- Text section -
........
In July, we wrote about ProPublica’s series exposing that the ultra-rich are using Roth IRAs as a tax-free piggy bank. In the original reporting and blog post below, you’ll see that wealthy businessman Peter Thiel has a Roth IRA with over $5 billion in tax-free assets, primarily due to early investments in PayPal. In response to this article, Senate Finance Chairman Ron Wyden (D-OR) and House Ways and Means Chairman Richard Neal (D-MA) requested new data from congressional analysts with the Joint Committee on Taxation to understand how the wealthy are exploiting Roth IRAs. The results are staggering.
In ProPublica’s follow-up reporting, they note that the nonpartisan Joint Committee on Taxation found that as of 2019, “nearly 3,000 taxpayers held Roth IRAs worth at least $5 million. The aggregate value of those Roth IRAs was worth more than $40 billion.” Of that $40 billion, the new data shows that $15 billion is held by only 156 Americans and “that the number of Americans with traditional and Roth IRAs worth over $5 million tripled, to more than 28,000, between 2011 and 2019.”
Chairman Neal summed up the use of these loopholes perfectly: “IRAs are intended to help Americans achieve long-term financial security, not to enable those who already have extraordinary wealth to avoid paying their fair share in taxes and deepen existing inequalities in our nation.”
........
- Data under study -
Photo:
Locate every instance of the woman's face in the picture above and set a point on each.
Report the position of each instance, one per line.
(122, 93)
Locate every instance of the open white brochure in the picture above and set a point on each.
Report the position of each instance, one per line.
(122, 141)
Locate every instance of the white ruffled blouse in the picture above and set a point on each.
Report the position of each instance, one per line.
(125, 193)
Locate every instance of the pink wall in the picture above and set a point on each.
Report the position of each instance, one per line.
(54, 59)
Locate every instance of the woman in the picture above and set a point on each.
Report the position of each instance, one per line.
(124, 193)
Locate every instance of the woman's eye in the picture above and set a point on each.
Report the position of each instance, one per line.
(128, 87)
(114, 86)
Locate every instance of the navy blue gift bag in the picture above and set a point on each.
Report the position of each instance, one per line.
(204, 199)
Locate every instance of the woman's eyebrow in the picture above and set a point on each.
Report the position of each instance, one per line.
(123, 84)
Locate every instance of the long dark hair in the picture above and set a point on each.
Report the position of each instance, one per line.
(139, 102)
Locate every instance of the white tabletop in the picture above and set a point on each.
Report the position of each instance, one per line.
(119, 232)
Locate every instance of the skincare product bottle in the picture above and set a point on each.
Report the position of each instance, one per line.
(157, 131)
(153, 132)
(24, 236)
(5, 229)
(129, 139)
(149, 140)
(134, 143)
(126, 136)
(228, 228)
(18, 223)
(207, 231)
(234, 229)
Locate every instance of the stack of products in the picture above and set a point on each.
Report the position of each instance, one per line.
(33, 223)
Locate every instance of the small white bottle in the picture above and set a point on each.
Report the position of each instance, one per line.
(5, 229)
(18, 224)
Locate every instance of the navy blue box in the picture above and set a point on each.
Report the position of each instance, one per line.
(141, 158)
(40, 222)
........
- Tasks -
1. Write out the Roth IRA article from "In July, we" to "results are staggering.".
2. According to the Roth IRA article, how many taxpayers held Roth IRAs worth at least $5 million as of 2019?
3. Carry on the Roth IRA article from the point where it stops.

- Results -
1.
In July, we wrote about ProPublica’s series exposing that the ultra-rich are using Roth IRAs as a tax-free piggy bank. In the original reporting and blog post below, you’ll see that wealthy businessman Peter Thiel has a Roth IRA with over $5 billion in tax-free assets, primarily due to early investments in PayPal. In response to this article, Senate Finance Chairman Ron Wyden (D-OR) and House Ways and Means Chairman Richard Neal (D-MA) requested new data from congressional analysts with the Joint Committee on Taxation to understand how the wealthy are exploiting Roth IRAs. The results are staggering.

2. Nearly 3,000 taxpayers.

3.
Here is the original post by Tristan Fitzpatrick in July:
The dream of a secure retirement is out of reach for most Americans. Fifty-seven percent of workers do not have anything saved for retirement. Voters across party lines overwhelmingly agree that the nation faces a retirement security crisis.
However, the richest among us look to be more financially secure than ever before. A new series from ProPublica shows how Peter Thiel, one of the wealthiest Americans, created a $5 billion tax-free piggy bank by skimping the rules on contributing to Roth Individual Retirement Accounts (IRAs).
After access to pension plans started declining in the private sector but before the creation of the Roth IRA in 1997, financial institutions began offering traditional IRAs as a tax-advantaged retirement savings account. With a traditional IRA, workers could contribute and receive an immediate tax benefit. In exchange, they would pay taxes on their withdrawals and would also have to make regular withdrawals known as required minimum distributions (RMDs) as they age.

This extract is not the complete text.